● **Point-per-instance localization data**:

>>>

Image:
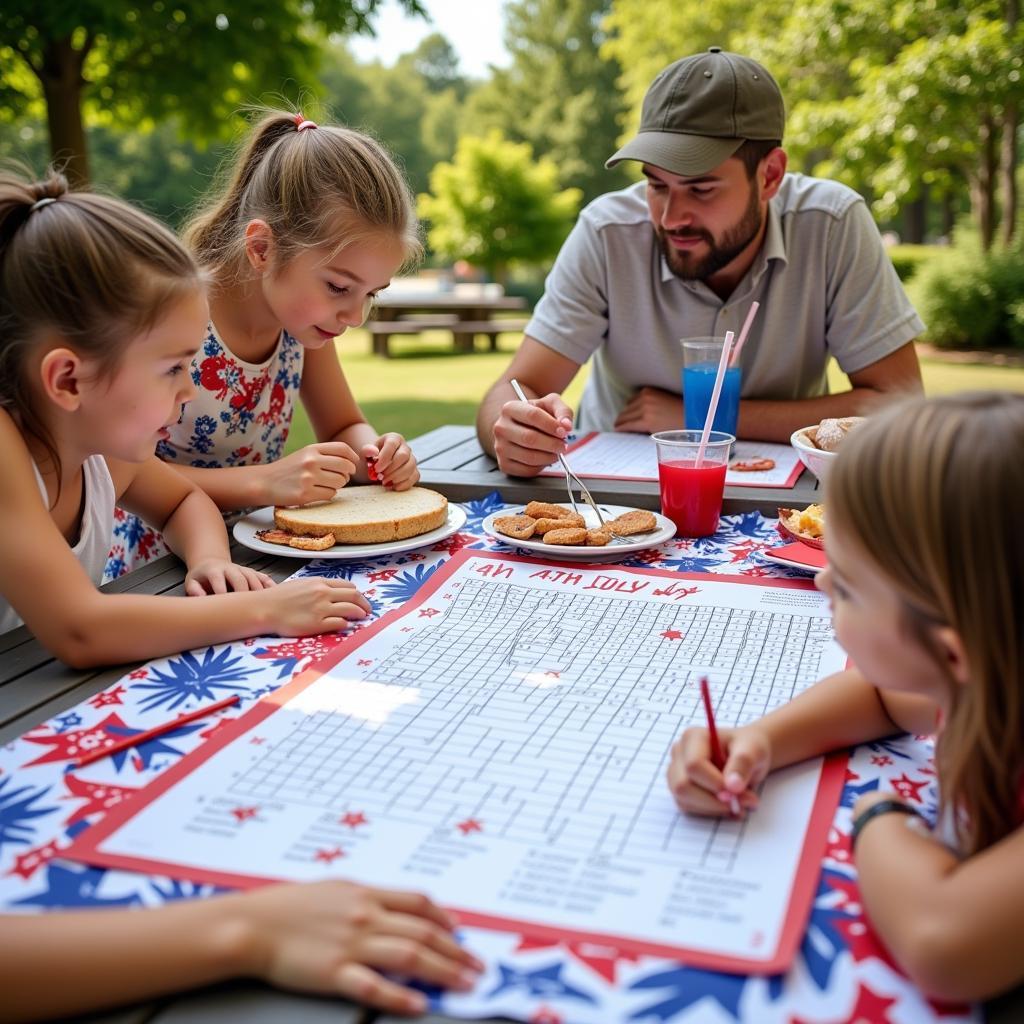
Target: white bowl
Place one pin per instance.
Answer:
(813, 458)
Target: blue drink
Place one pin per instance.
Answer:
(698, 382)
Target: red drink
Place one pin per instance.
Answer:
(691, 496)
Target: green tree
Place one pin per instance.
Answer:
(137, 62)
(559, 94)
(497, 206)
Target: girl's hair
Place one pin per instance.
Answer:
(89, 269)
(321, 186)
(930, 491)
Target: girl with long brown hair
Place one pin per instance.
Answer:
(311, 222)
(926, 576)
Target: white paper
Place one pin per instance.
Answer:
(634, 457)
(503, 747)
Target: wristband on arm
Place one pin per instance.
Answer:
(877, 810)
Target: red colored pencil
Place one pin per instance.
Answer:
(717, 754)
(157, 730)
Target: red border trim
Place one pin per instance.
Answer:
(85, 847)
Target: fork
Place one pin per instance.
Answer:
(570, 477)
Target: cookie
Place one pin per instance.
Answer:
(544, 524)
(636, 521)
(546, 510)
(568, 536)
(521, 527)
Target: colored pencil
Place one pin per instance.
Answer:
(717, 755)
(140, 737)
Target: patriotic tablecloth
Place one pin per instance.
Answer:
(842, 974)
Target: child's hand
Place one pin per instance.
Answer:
(699, 787)
(337, 938)
(395, 464)
(312, 605)
(311, 474)
(217, 576)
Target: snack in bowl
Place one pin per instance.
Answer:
(807, 525)
(366, 515)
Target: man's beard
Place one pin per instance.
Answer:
(720, 254)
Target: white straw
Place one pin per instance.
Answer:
(715, 394)
(734, 358)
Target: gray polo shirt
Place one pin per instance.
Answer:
(822, 278)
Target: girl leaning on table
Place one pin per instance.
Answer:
(313, 221)
(926, 578)
(100, 312)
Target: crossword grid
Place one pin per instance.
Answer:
(547, 717)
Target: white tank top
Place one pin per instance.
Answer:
(94, 536)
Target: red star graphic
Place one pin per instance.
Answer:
(329, 856)
(72, 744)
(108, 697)
(907, 788)
(603, 961)
(98, 797)
(26, 864)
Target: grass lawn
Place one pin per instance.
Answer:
(425, 384)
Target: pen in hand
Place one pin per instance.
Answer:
(717, 755)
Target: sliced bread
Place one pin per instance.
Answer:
(368, 515)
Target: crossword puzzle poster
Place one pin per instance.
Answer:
(501, 741)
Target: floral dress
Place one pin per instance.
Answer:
(240, 417)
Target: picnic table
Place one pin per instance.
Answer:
(842, 973)
(466, 315)
(452, 461)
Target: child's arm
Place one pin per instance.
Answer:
(840, 711)
(332, 938)
(953, 926)
(189, 522)
(43, 581)
(336, 416)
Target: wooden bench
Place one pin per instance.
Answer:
(463, 332)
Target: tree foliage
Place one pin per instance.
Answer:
(559, 94)
(498, 207)
(136, 64)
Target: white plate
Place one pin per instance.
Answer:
(245, 532)
(664, 530)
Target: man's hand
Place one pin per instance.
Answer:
(529, 434)
(650, 410)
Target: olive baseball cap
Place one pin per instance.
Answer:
(700, 110)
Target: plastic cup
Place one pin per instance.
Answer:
(700, 357)
(691, 495)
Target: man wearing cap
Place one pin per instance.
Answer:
(717, 224)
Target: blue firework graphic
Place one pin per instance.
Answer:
(190, 678)
(402, 587)
(17, 809)
(478, 510)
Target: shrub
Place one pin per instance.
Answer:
(970, 299)
(908, 259)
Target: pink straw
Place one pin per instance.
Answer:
(715, 395)
(755, 306)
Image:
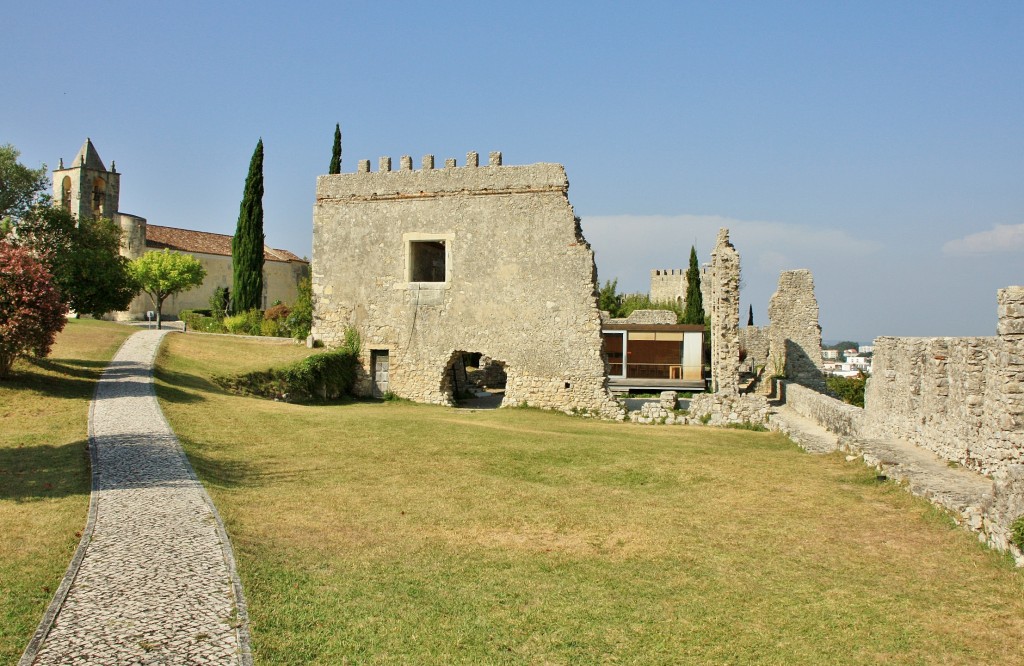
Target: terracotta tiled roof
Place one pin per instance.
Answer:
(183, 240)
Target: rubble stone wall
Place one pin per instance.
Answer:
(796, 335)
(755, 341)
(518, 279)
(961, 398)
(724, 278)
(832, 414)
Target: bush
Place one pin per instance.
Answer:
(848, 389)
(316, 378)
(32, 311)
(197, 321)
(248, 323)
(1017, 532)
(300, 320)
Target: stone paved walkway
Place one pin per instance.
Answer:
(962, 491)
(154, 580)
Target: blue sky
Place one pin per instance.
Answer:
(879, 144)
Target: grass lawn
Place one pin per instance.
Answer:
(44, 471)
(398, 533)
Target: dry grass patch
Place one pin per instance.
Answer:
(397, 533)
(44, 471)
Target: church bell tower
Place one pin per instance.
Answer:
(86, 188)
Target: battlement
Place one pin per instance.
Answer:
(429, 181)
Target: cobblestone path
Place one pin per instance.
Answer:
(155, 581)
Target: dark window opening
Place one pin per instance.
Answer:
(426, 261)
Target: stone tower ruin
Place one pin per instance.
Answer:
(429, 265)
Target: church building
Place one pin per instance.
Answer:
(88, 189)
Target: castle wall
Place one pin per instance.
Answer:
(516, 282)
(724, 279)
(668, 286)
(795, 333)
(961, 398)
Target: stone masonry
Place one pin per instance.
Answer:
(427, 264)
(724, 278)
(961, 398)
(669, 286)
(796, 336)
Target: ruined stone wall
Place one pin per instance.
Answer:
(668, 286)
(724, 309)
(961, 398)
(795, 333)
(754, 341)
(518, 281)
(832, 414)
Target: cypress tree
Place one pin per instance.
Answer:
(336, 152)
(247, 246)
(694, 301)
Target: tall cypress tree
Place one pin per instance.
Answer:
(247, 246)
(336, 151)
(694, 301)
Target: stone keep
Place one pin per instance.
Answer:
(724, 279)
(795, 347)
(427, 264)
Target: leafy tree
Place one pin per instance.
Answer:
(164, 274)
(336, 152)
(84, 257)
(20, 188)
(300, 320)
(247, 246)
(694, 300)
(31, 309)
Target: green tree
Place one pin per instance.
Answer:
(247, 246)
(694, 301)
(20, 188)
(84, 257)
(31, 310)
(336, 152)
(164, 274)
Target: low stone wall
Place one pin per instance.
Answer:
(720, 409)
(961, 398)
(832, 414)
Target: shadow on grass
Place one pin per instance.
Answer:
(44, 471)
(222, 473)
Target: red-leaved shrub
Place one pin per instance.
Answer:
(32, 311)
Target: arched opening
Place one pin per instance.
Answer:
(66, 193)
(474, 380)
(98, 198)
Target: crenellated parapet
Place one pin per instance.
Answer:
(409, 182)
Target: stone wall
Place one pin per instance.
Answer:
(724, 310)
(795, 333)
(754, 341)
(832, 414)
(512, 278)
(961, 398)
(722, 409)
(668, 286)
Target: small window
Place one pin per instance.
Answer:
(426, 261)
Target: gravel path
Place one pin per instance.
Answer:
(154, 579)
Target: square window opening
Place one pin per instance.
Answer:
(427, 261)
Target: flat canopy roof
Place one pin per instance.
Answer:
(652, 327)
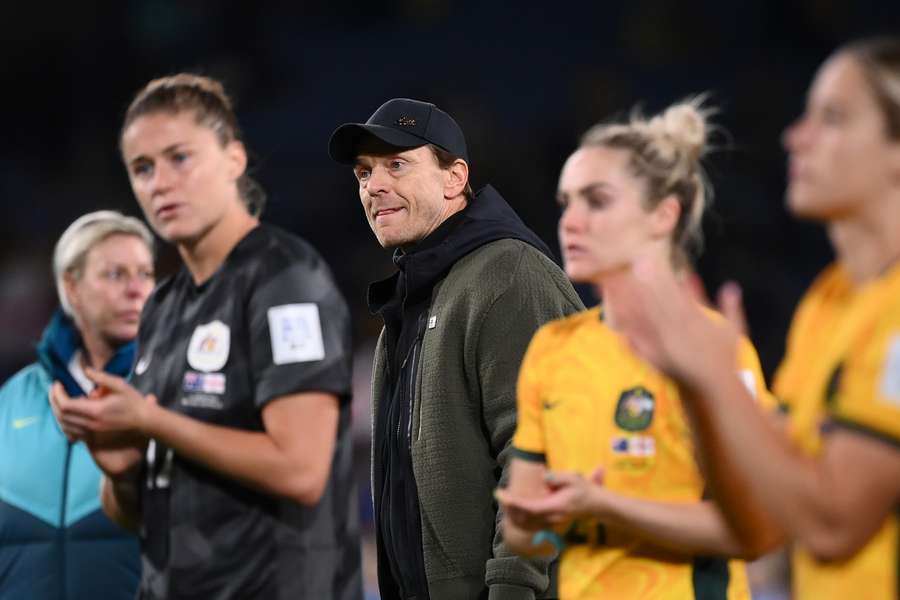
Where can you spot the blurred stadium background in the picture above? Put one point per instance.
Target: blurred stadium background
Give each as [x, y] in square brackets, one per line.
[524, 80]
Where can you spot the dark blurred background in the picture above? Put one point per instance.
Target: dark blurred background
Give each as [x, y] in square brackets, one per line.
[523, 79]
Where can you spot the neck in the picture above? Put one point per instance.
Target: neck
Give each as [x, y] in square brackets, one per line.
[609, 306]
[866, 246]
[204, 255]
[97, 351]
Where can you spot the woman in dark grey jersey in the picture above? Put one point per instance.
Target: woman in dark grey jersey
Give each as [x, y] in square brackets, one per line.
[230, 449]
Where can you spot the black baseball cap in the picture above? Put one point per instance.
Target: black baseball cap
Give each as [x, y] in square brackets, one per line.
[402, 123]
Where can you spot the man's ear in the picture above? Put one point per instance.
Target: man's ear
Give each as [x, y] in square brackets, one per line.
[456, 178]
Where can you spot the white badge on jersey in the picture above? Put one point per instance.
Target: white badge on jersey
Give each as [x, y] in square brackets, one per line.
[296, 333]
[749, 381]
[210, 343]
[890, 375]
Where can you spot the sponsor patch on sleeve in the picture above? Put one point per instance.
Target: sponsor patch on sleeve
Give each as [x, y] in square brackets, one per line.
[890, 374]
[296, 333]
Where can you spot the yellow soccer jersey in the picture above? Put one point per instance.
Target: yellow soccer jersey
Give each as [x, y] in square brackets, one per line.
[842, 368]
[586, 400]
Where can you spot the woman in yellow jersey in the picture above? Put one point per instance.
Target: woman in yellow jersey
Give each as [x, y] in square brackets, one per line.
[603, 453]
[832, 485]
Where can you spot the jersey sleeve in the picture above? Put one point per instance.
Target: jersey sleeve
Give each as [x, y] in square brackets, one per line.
[866, 387]
[528, 440]
[750, 372]
[299, 328]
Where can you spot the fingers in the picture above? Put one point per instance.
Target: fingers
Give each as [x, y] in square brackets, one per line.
[558, 479]
[111, 383]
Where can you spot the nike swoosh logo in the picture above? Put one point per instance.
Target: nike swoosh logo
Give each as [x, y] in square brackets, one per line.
[142, 365]
[22, 423]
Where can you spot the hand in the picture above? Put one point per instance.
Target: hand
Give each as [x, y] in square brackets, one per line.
[570, 496]
[666, 326]
[118, 409]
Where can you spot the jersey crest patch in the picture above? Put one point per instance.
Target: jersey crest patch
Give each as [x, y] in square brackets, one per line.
[296, 333]
[634, 411]
[890, 374]
[209, 347]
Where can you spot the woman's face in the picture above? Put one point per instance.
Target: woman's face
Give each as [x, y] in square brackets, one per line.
[108, 294]
[604, 225]
[839, 155]
[183, 177]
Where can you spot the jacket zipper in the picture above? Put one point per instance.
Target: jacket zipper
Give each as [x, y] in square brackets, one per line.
[412, 392]
[63, 531]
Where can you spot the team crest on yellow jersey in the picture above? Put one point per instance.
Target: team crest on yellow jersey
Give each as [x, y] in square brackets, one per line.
[634, 411]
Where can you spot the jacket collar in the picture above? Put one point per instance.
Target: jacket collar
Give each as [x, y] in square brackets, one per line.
[58, 345]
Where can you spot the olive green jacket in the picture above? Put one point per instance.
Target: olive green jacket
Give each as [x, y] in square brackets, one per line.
[481, 319]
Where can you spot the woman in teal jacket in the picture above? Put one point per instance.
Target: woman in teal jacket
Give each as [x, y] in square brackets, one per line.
[55, 541]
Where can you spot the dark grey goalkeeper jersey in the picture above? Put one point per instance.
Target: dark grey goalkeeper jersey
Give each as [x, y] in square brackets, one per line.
[270, 322]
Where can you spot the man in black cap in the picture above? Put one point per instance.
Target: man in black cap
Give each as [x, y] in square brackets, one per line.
[473, 284]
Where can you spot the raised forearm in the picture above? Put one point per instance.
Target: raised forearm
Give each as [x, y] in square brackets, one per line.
[247, 456]
[691, 527]
[764, 486]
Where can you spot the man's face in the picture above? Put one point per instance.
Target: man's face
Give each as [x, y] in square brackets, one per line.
[404, 192]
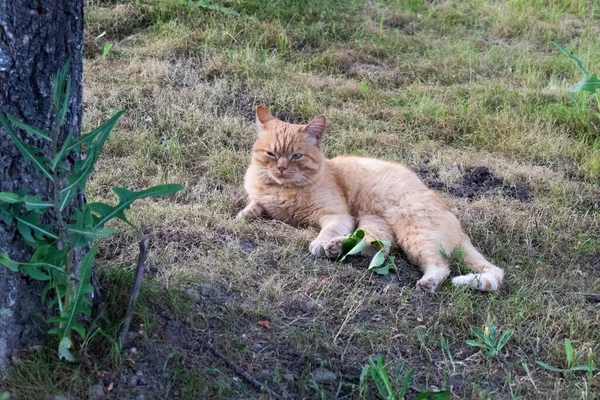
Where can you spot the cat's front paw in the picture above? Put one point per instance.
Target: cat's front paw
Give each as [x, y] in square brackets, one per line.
[334, 247]
[316, 247]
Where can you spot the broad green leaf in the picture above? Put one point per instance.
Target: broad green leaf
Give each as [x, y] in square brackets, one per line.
[35, 203]
[82, 232]
[549, 367]
[576, 60]
[10, 198]
[35, 271]
[381, 244]
[61, 88]
[64, 150]
[569, 353]
[63, 349]
[475, 344]
[28, 152]
[387, 266]
[358, 247]
[215, 7]
[30, 222]
[589, 83]
[126, 198]
[434, 395]
[377, 260]
[84, 168]
[6, 216]
[504, 338]
[8, 263]
[584, 367]
[32, 130]
[406, 382]
[78, 303]
[89, 137]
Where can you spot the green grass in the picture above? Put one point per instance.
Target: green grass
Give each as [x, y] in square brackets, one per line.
[440, 86]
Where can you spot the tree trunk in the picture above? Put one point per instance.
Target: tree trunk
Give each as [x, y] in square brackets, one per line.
[36, 39]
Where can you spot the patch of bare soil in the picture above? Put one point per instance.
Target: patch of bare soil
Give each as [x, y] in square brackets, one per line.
[476, 182]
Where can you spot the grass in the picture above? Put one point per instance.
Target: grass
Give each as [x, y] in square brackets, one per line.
[443, 87]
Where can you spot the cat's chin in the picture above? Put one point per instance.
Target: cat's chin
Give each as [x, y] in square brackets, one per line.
[285, 180]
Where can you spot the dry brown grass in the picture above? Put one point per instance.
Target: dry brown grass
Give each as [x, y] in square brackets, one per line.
[450, 86]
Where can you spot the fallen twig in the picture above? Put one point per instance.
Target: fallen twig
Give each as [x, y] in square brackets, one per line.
[135, 292]
[238, 370]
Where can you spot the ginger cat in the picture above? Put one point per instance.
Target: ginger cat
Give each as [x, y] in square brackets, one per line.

<<<

Single out each line of the records above with the string "roof" in it, and copy it.

Target: terracotta tiled roof
Target: flat canopy roof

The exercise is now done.